* _Exercise requirements_
Reproduce the entries so that every line matches the original exactly.

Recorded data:
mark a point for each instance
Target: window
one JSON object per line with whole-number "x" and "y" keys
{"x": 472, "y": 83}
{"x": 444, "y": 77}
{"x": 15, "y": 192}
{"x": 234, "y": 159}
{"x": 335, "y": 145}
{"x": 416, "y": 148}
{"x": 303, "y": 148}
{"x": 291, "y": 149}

* _Answer to this task_
mark a point for each instance
Target: window
one JSON object per line with whole-number "x" and "y" keys
{"x": 472, "y": 83}
{"x": 444, "y": 77}
{"x": 15, "y": 192}
{"x": 234, "y": 159}
{"x": 335, "y": 145}
{"x": 416, "y": 148}
{"x": 303, "y": 148}
{"x": 291, "y": 149}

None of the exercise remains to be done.